* **The problem**
Output all the material that follows, exactly as given.

>> Begin Data excerpts

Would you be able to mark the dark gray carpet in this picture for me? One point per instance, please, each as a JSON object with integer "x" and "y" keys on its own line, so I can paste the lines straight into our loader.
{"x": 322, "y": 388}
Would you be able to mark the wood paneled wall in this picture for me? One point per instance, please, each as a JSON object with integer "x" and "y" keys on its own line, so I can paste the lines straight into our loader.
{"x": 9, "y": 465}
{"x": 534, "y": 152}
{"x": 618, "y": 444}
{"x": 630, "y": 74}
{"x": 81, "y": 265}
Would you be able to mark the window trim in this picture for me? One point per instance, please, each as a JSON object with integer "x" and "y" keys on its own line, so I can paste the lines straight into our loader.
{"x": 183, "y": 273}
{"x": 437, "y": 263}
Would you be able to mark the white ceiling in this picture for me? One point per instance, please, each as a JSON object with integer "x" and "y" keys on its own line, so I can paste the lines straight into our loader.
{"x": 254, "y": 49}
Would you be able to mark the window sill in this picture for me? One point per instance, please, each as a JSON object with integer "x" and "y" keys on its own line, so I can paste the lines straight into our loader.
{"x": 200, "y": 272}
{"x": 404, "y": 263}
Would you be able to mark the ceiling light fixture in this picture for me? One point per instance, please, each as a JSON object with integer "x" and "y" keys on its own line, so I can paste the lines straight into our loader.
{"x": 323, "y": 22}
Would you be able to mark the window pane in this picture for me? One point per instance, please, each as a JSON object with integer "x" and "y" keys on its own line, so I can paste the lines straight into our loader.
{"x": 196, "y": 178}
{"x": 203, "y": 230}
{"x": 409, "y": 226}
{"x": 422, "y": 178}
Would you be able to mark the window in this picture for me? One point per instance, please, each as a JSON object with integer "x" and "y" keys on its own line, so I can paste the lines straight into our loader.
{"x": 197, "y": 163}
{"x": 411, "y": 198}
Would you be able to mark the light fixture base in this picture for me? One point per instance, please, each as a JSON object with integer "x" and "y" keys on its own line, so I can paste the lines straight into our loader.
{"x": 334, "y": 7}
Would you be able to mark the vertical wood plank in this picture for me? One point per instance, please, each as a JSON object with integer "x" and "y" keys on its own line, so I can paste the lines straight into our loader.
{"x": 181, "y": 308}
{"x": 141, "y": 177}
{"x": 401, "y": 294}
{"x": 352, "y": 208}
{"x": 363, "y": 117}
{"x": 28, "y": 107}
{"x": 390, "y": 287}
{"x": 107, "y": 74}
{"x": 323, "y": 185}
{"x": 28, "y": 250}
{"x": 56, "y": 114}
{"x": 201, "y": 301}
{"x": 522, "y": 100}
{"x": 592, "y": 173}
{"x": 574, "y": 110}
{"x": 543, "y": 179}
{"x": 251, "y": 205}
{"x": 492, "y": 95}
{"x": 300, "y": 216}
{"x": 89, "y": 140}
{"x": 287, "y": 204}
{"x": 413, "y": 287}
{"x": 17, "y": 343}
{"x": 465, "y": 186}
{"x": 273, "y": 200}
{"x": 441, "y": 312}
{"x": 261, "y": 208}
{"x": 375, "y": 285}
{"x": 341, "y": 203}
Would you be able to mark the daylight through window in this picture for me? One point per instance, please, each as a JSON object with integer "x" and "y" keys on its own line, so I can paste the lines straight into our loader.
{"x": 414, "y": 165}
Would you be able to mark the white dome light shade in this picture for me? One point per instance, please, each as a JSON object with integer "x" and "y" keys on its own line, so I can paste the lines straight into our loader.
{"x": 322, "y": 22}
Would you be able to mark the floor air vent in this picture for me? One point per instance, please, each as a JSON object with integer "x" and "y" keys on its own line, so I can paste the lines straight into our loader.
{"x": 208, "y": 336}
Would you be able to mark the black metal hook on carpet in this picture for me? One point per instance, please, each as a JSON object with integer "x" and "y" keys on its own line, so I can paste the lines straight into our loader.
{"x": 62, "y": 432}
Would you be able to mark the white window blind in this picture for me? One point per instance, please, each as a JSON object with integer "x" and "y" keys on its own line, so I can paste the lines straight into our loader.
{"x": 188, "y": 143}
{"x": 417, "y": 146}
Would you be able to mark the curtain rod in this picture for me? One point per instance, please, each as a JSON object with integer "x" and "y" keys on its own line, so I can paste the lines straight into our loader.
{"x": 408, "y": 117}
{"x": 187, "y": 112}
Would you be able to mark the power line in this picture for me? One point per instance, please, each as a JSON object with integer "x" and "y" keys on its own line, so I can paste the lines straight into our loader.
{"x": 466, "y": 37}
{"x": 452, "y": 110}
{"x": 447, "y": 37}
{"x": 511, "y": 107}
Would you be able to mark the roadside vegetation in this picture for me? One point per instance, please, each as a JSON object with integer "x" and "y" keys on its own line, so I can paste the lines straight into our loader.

>> End Data excerpts

* **Reply to the task**
Would you be able to mark the dark gray carpet in this picture for me? One point per instance, please, each as a JSON object with integer "x" and "y" keys on its own line, so I can paste the lines straight into our loader.
{"x": 322, "y": 388}
Would you be able to mark the wood paneled wall in this picture for me? One point per instance, please, each as a JSON object with integer "x" and "y" keys on its own line, so I can paste the lines straight into our loader.
{"x": 9, "y": 465}
{"x": 534, "y": 152}
{"x": 618, "y": 444}
{"x": 630, "y": 74}
{"x": 81, "y": 265}
Would you be able to mark the window trim in this picture for me? One point per instance, please, each as a JSON object with integer "x" and "y" keys on its own line, so I can paste the lines straight into our loader.
{"x": 183, "y": 273}
{"x": 437, "y": 263}
Would you be able to mark the white ceiling in this picture for me? One point per instance, please, each as a JSON object with integer "x" and "y" keys on its own line, so I can paste the lines straight into our loader.
{"x": 254, "y": 49}
Would you be able to mark the window sill in this picture for me? One point per instance, please, each as a JSON object with integer "x" and "y" keys on its own line, so I can paste the lines straight into our loader.
{"x": 200, "y": 272}
{"x": 404, "y": 263}
Would you be able to mark the ceiling light fixture in this picture for me? One point per instance, please, each as a JSON object with integer "x" and "y" keys on its own line, so I can paste the lines straight into our loader.
{"x": 323, "y": 22}
Would you be able to mark the window pane in this picture for me? One point per instance, please, each as a JSON object with integer "x" and "y" keys on its own line, so I can paste the lines straight into our loader.
{"x": 196, "y": 178}
{"x": 203, "y": 230}
{"x": 409, "y": 226}
{"x": 422, "y": 178}
Would you be able to mark the window in this picture for me? One point per instance, please, each as a JSON object with integer "x" and "y" keys on its own line, so I can paste the lines straight into our loader.
{"x": 197, "y": 163}
{"x": 411, "y": 198}
Would you be able to mark the light fixture base in this picture for me? One point per instance, please, each as a JSON object with integer "x" and "y" keys on its own line, so I can paste the lines straight into our loader.
{"x": 334, "y": 7}
Would you be able to mark the vertical wood plank in this picture for me? One point per instance, please, each as a JSON object with integer "x" and "y" keys on its own line, so I can paste the lines straight into our loader.
{"x": 181, "y": 308}
{"x": 141, "y": 177}
{"x": 401, "y": 294}
{"x": 352, "y": 208}
{"x": 363, "y": 117}
{"x": 28, "y": 107}
{"x": 390, "y": 287}
{"x": 107, "y": 74}
{"x": 323, "y": 185}
{"x": 28, "y": 250}
{"x": 56, "y": 114}
{"x": 201, "y": 301}
{"x": 522, "y": 100}
{"x": 592, "y": 173}
{"x": 574, "y": 110}
{"x": 543, "y": 179}
{"x": 251, "y": 205}
{"x": 492, "y": 95}
{"x": 300, "y": 216}
{"x": 89, "y": 140}
{"x": 287, "y": 204}
{"x": 413, "y": 287}
{"x": 17, "y": 343}
{"x": 465, "y": 186}
{"x": 273, "y": 200}
{"x": 441, "y": 312}
{"x": 261, "y": 208}
{"x": 375, "y": 285}
{"x": 341, "y": 203}
Would you be able to mark the daylight through window in this picture for me? One point per instance, please, each as a JSON object with integer "x" and "y" keys on its own line, so I can paste the lines straight into our loader.
{"x": 414, "y": 165}
Would you be able to mark the white dome light shade in this picture for me? One point per instance, please, each as a JSON object with integer "x" and "y" keys on its own line, so I can paste the lines straight into our loader.
{"x": 322, "y": 22}
Would you be able to mark the floor air vent in this picture for me? One point per instance, please, each as a JSON object with integer "x" and "y" keys on its own line, so I can paste the lines straight into our loader.
{"x": 208, "y": 336}
Would you be able to mark the black metal hook on carpet in this picture for me? One point per instance, please, each as a JSON object with integer "x" and "y" keys on its own line, so I can paste the lines straight into our loader.
{"x": 62, "y": 432}
Would you be able to mark the white window blind in this picture for me? One point per instance, please, each as a JSON object with integer "x" and "y" keys on its own line, so I can paste the lines straight into our loader.
{"x": 188, "y": 143}
{"x": 417, "y": 146}
Would you be able to mark the curtain rod in this picture for me? One point per instance, please, each as a JSON object with integer "x" and "y" keys on its own line, so I can paste the lines straight into our loader.
{"x": 408, "y": 117}
{"x": 187, "y": 112}
Would you be able to mark the power line in this picture for me? One point per instance, please, each as a JSON object with integer "x" and "y" keys on its own line, so I can paste the lines straight into our loader.
{"x": 466, "y": 37}
{"x": 452, "y": 110}
{"x": 447, "y": 37}
{"x": 511, "y": 107}
Would you be able to mark the roadside vegetation in this picture for me? One point per instance, please, each as a JSON object with integer "x" and "y" keys on its own line, so I can paste the lines straight into our loader.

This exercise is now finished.